:: Your instructions ::
Copy every line of the material below exactly.

____________

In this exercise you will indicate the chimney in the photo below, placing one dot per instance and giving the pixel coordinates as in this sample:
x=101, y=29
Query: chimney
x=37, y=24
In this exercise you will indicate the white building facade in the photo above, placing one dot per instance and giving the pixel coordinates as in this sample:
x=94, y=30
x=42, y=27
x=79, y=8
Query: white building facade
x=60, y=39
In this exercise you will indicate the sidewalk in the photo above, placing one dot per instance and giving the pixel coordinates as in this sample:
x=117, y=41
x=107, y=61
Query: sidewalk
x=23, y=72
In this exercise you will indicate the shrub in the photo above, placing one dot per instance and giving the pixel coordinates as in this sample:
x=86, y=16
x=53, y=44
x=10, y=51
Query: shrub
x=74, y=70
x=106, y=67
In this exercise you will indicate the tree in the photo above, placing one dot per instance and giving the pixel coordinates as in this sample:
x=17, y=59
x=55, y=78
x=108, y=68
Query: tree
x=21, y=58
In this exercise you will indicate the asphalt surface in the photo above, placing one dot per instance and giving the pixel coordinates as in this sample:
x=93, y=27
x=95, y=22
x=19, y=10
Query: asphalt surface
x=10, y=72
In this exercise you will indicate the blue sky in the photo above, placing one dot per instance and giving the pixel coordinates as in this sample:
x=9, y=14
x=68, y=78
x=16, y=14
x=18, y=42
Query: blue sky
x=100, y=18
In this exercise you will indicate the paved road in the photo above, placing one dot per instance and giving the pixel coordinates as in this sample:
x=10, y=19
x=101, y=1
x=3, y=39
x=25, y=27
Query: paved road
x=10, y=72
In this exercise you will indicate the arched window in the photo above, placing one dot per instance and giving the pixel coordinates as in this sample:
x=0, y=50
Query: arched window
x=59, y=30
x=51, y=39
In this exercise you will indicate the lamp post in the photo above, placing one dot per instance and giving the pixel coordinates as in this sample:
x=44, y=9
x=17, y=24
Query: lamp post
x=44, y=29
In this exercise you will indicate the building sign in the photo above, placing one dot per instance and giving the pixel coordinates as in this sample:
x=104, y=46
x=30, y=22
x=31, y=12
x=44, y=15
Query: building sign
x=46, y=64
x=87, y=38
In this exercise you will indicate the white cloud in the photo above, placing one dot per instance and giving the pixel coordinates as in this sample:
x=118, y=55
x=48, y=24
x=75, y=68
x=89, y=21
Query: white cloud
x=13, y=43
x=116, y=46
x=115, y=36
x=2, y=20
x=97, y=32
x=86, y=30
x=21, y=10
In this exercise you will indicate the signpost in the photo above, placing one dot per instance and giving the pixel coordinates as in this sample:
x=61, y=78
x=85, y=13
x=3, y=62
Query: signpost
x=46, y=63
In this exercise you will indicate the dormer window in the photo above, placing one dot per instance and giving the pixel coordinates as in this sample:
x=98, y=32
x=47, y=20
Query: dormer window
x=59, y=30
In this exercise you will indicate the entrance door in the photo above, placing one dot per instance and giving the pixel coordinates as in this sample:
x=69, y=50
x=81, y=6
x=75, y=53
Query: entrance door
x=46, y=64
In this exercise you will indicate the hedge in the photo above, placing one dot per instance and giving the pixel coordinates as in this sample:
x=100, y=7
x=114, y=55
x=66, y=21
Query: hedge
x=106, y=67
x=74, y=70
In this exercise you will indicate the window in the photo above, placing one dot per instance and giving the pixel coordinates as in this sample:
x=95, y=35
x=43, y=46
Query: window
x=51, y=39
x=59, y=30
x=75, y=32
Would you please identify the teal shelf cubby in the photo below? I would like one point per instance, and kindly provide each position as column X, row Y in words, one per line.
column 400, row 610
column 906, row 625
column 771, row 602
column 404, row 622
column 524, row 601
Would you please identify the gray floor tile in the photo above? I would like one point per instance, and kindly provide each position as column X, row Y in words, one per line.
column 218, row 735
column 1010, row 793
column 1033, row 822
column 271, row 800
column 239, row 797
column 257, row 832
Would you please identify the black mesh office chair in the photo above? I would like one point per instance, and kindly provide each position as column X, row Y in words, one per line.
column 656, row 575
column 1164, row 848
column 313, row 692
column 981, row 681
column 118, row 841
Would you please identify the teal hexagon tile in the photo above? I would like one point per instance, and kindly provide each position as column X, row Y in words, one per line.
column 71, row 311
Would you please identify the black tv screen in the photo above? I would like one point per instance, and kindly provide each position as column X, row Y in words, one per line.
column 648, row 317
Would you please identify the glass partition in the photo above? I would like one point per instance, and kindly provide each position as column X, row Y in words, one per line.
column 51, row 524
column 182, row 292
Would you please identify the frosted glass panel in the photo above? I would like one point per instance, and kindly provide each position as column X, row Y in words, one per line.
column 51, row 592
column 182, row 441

____________

:: Written reply ::
In this exercise you will indicate the chimney in the photo below, placing one dot per instance and giving the pixel coordinates as in this sample:
x=101, y=29
Query: chimney
x=37, y=24
In this exercise you will indicate the white building facade in the photo above, placing one dot per instance and giving the pixel coordinates as in this sample:
x=94, y=30
x=42, y=27
x=79, y=8
Query: white building facade
x=60, y=39
In this exercise you will indicate the sidewalk in the photo above, placing one dot per instance and giving the pixel coordinates as in this sample:
x=117, y=41
x=107, y=61
Query: sidewalk
x=23, y=72
In this exercise you will indicate the shrub in the photo above, placing one dot per instance and giving the pixel coordinates as in this sample:
x=86, y=16
x=53, y=44
x=10, y=51
Query: shrub
x=74, y=70
x=106, y=67
In this exercise you will indicate the tree in the photo above, placing one dot per instance and giving the pixel coordinates as in this sample:
x=17, y=59
x=55, y=78
x=108, y=68
Query: tree
x=21, y=58
In this exercise you will indicate the asphalt surface in the photo above, placing one dot per instance and giving the pixel coordinates as in this sample:
x=93, y=27
x=95, y=22
x=19, y=10
Query: asphalt surface
x=10, y=72
In this exercise you will indicate the blue sky in the photo above, placing one dot per instance and giving the pixel coordinates as in this sample:
x=9, y=14
x=68, y=78
x=16, y=14
x=18, y=42
Query: blue sky
x=100, y=18
In this exercise you will indicate the paved road in the photo above, placing one dot per instance and giving the pixel coordinates as in this sample:
x=10, y=19
x=101, y=1
x=3, y=39
x=25, y=27
Query: paved road
x=10, y=72
In this exercise you will indicate the arched window in the photo above, placing one dot per instance and giving the pixel coordinates as in this sample:
x=0, y=50
Query: arched window
x=59, y=30
x=51, y=39
In this exercise you will indicate the lamp post in the photo above, placing one dot per instance and giving the pixel coordinates as in this sample:
x=44, y=9
x=17, y=24
Query: lamp post
x=44, y=29
In this exercise you will indicate the building sign in the photo above, placing one dot per instance and giving the pixel coordinates as in this sample:
x=104, y=46
x=30, y=22
x=31, y=12
x=44, y=15
Query: building sign
x=46, y=64
x=87, y=38
In this exercise you will indicate the white cloud in the photo above, placing one dot per instance and giving the pixel coordinates as in this sample:
x=118, y=55
x=48, y=24
x=75, y=68
x=89, y=21
Query: white cloud
x=13, y=43
x=116, y=46
x=115, y=36
x=2, y=20
x=97, y=32
x=86, y=30
x=21, y=10
In this exercise you will indicate the signpost in the photo above, placing one dot per instance and giving the pixel coordinates as in this sample:
x=61, y=78
x=85, y=13
x=3, y=62
Query: signpost
x=46, y=63
In this exercise you will indicate the dormer window in the photo above, placing one dot per instance and giving the pixel coordinates as in this sample:
x=98, y=32
x=47, y=20
Query: dormer window
x=59, y=30
In this exercise you will indicate the entrance door in the photo above, placing one dot per instance and giving the pixel coordinates as in this sample:
x=69, y=50
x=81, y=6
x=75, y=53
Query: entrance door
x=46, y=64
In this exercise you will indicate the hedge in the photo above, placing one dot per instance and giving the pixel coordinates as in this sample:
x=100, y=7
x=114, y=55
x=66, y=21
Query: hedge
x=106, y=67
x=74, y=70
In this exercise you will indicate the window in the photo above, placing one dot per instance and giving the pixel coordinates as in this sample:
x=95, y=35
x=43, y=46
Query: window
x=51, y=39
x=59, y=30
x=75, y=32
Would you please identify the teal shelf cubby in the photo below? I would like one point per instance, and kindly provide each position as column X, row Y in words, one per line.
column 400, row 610
column 906, row 625
column 771, row 602
column 404, row 622
column 524, row 601
Would you please identify the gray floor tile in the photo above? I would like one point per instance, and kindly provide each position as column X, row Y in words, one per line.
column 218, row 735
column 1010, row 793
column 1033, row 822
column 271, row 800
column 239, row 797
column 257, row 832
Would you please identify the black mesh office chair in the photo above? I would like one point per instance, and kindly provide each position as column X, row Y in words, one per line.
column 656, row 575
column 1164, row 848
column 313, row 692
column 981, row 681
column 118, row 841
Would you please identify the teal hexagon tile in the photo above? I would like one point per instance, and kindly provide each position as column X, row Y in words, one per line.
column 71, row 311
Would you please identify the black tv screen in the photo above? I would like one point per instance, and kindly provide each position as column X, row Y in words, one per line.
column 648, row 317
Would you please identify the glass partition in the photo above? I would like one point per instance, and kindly provide each position as column X, row Y in words, one per line.
column 51, row 524
column 182, row 292
Would you please identify the frosted glass panel in the photo above? I would like one point per instance, and kindly provide each position as column X, row Y in words, one per line.
column 51, row 592
column 182, row 441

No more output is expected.